**Instructions to follow**: Exactly reproduce the lines that follow.

Dataset rows on where objects appear

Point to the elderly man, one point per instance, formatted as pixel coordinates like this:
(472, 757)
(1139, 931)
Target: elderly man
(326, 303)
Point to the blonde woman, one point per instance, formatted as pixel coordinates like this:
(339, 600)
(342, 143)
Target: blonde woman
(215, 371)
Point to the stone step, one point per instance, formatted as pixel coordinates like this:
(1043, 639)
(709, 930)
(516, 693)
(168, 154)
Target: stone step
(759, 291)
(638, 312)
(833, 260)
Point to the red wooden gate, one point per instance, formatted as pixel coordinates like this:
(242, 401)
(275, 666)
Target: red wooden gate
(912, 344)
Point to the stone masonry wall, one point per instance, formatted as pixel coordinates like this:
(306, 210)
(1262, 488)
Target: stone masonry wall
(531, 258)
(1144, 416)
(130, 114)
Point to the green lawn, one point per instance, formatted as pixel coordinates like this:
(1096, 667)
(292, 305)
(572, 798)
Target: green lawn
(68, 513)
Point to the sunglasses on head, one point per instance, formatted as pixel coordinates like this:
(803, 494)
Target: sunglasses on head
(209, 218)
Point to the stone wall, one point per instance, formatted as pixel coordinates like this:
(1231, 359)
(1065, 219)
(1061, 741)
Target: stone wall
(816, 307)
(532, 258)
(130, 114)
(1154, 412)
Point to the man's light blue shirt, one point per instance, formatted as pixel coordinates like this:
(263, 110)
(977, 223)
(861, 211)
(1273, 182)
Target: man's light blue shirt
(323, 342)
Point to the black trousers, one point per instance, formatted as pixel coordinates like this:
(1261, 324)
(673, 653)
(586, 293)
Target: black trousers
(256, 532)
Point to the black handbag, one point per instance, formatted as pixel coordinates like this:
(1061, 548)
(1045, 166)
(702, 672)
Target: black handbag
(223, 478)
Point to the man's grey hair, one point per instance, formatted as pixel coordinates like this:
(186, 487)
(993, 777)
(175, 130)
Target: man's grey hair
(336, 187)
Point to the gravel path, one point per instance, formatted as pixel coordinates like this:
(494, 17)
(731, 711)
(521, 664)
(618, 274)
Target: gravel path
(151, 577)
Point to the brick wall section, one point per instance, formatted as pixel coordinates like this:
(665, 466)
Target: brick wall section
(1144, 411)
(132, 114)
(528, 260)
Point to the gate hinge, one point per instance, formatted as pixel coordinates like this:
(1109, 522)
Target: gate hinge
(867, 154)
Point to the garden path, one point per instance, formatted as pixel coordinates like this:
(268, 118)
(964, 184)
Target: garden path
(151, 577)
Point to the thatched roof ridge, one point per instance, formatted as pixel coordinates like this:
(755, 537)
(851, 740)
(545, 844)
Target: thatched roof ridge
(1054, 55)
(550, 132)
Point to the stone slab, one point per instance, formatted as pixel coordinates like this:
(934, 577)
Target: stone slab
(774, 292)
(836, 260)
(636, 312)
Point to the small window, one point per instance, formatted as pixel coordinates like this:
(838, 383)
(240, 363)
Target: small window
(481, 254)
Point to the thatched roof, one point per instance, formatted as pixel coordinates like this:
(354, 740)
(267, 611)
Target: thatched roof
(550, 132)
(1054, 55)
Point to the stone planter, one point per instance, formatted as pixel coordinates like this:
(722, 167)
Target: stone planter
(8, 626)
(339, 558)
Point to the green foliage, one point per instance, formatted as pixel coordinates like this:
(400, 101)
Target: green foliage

**Complete answer**:
Point to the elderly man, one point per instance, formatted as pixel coordinates like this:
(472, 757)
(1139, 931)
Target: elderly man
(326, 303)
Point to the blonde woman, one point per instance, formatted as pixel coordinates like this:
(339, 600)
(342, 143)
Target: blonde woman
(215, 371)
Point to the stone step, one point per instance, formatted as pixel coordinates like this:
(1043, 639)
(709, 930)
(516, 693)
(168, 154)
Target: stone step
(759, 291)
(638, 312)
(833, 260)
Point to the red wooden gate, one point per instance, formatted as pixel coordinates like this:
(242, 401)
(275, 666)
Target: red wooden gate
(912, 344)
Point to the stone masonry wall, one point per instance, formatted as pixel coordinates like this:
(306, 210)
(1262, 488)
Target: stone masonry wall
(531, 258)
(1144, 416)
(130, 114)
Point to the green lawn, one point per instance, formatted as pixel coordinates like this:
(1096, 667)
(292, 305)
(572, 798)
Target: green lawn
(68, 513)
Point to the sunglasses on head, one point per instance, formatted as pixel coordinates like this:
(803, 494)
Target: sunglasses on head
(209, 218)
Point to the stone wall, one point per instance, formatted as pixel coordinates like this:
(1231, 359)
(1065, 219)
(1061, 741)
Target: stone wall
(816, 307)
(532, 258)
(130, 114)
(1154, 412)
Point to the man's light blue shirt, one point per instance, formatted as pixel coordinates like this:
(263, 110)
(977, 223)
(861, 211)
(1273, 182)
Target: man's light blue shirt
(323, 342)
Point to the black trousers, one point per instance, formatted as pixel coordinates like this:
(1261, 324)
(673, 653)
(586, 293)
Target: black trousers
(256, 532)
Point to the black handbag, one point per instance, formatted as pixel coordinates like this:
(1061, 548)
(1045, 166)
(702, 672)
Target: black handbag
(223, 478)
Point to the man's grey hair, one point per instance, formatted as pixel coordinates like this:
(186, 487)
(993, 777)
(175, 130)
Target: man's grey hair
(336, 187)
Point to the gravel path, one point per instance, formatted as pixel coordinates like this:
(494, 17)
(731, 711)
(521, 664)
(618, 274)
Target: gravel path
(151, 577)
Point to the brick wall section, one point per instance, formatted as pixel coordinates like this:
(665, 466)
Target: brick wall section
(1144, 411)
(132, 114)
(528, 260)
Point to the gate hinge, one point per instance, formatted as pixel coordinates like this:
(1109, 522)
Target: gate hinge
(867, 154)
Point to the garden path, one point per instance, formatted as pixel coordinates like this:
(268, 118)
(964, 184)
Target: garden path
(151, 577)
Point to the thatched roof ridge, one point per instance, formatted as pixel coordinates like this:
(755, 537)
(851, 740)
(545, 844)
Target: thatched roof ridge
(1054, 55)
(550, 132)
Point to the stone slab, one point per instance, formatted as pixel coordinates like this:
(934, 577)
Target: stone slab
(774, 292)
(836, 260)
(636, 312)
Point to the small window, one point per instance, formatted as pixel coordinates like this:
(838, 383)
(240, 363)
Target: small window
(481, 254)
Point to the thatched roof, one point per instance, formatted as pixel coordinates like this:
(354, 740)
(267, 611)
Target: thatched roof
(550, 132)
(1054, 55)
Point to the stone planter, one point per instance, formatted as pixel coordinates like this:
(722, 167)
Target: stone planter
(8, 626)
(339, 558)
Point to the green foliage, one point per instance, formatted as pixel coordinates like this:
(400, 101)
Target: green foliage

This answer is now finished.